**ESTRATTO DEL DOCUMENTO**:
Hollywood oltre Hollywood
Un campo da tennis a Hollywood si può trovare e ricostruire (magari anche digitalmente) senza troppi problemi. Ma ci sono anche casi di film “di Hollywood” che, per altri motivi, erano già iniziati o comunque programmati altrove. Come i nuovi Avatar che Disney stava girando in Nuova Zelanda, come il nuovo Jurassic World il cui set principale era (ed è) nel Regno Unito, o come Elvis, il film che Baz Luhrman stava girando in Australia (Tom Hanks era lì per quello, prima di contrarre il coronavirus e tornare negli Stati Uniti). Oppure come il nuovo Mission: Impossible in parte ambientato in Italia (e le cui riprese non dovrebbero ricominciare prima di settembre).  In casi come questi bisognerà doversi sottoporre a possibili richieste di quarantena per gli ingressi dall’estero e, soprattutto, sottostare a leggi e regole dei paesi in cui si gira, e non è detto che saranno ovunque le stesse.

**MATERIALE FORNITO**:
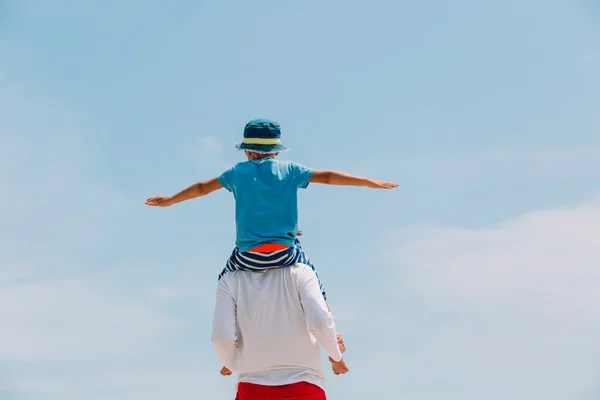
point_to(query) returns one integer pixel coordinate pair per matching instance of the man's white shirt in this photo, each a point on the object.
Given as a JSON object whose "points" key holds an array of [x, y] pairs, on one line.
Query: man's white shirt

**OBIETTIVO DELL'ESERCIZIO**:
Stabilisci se ciascuna affermazione concorda con l'estratto sui film di Hollywood girati altrove, rispondendo sì o no e citando alla lettera le parole dell'estratto che lo decidono: (a) il set principale del nuovo Jurassic World si trovava nel Regno Unito; (b) le riprese del nuovo Mission: Impossible dovrebbero ricominciare ad agosto; (c) Disney stava girando i nuovi Avatar in Australia. Per rispondere bisogna basarsi soltanto sull'estratto.

**RISULTATO DELL'ESERCIZIO**:
(a) Sì: "il nuovo Jurassic World il cui set principale era (ed è) nel Regno Unito".
(b) No: "le cui riprese non dovrebbero ricominciare prima di settembre".
(c) No: "i nuovi Avatar che Disney stava girando in Nuova Zelanda".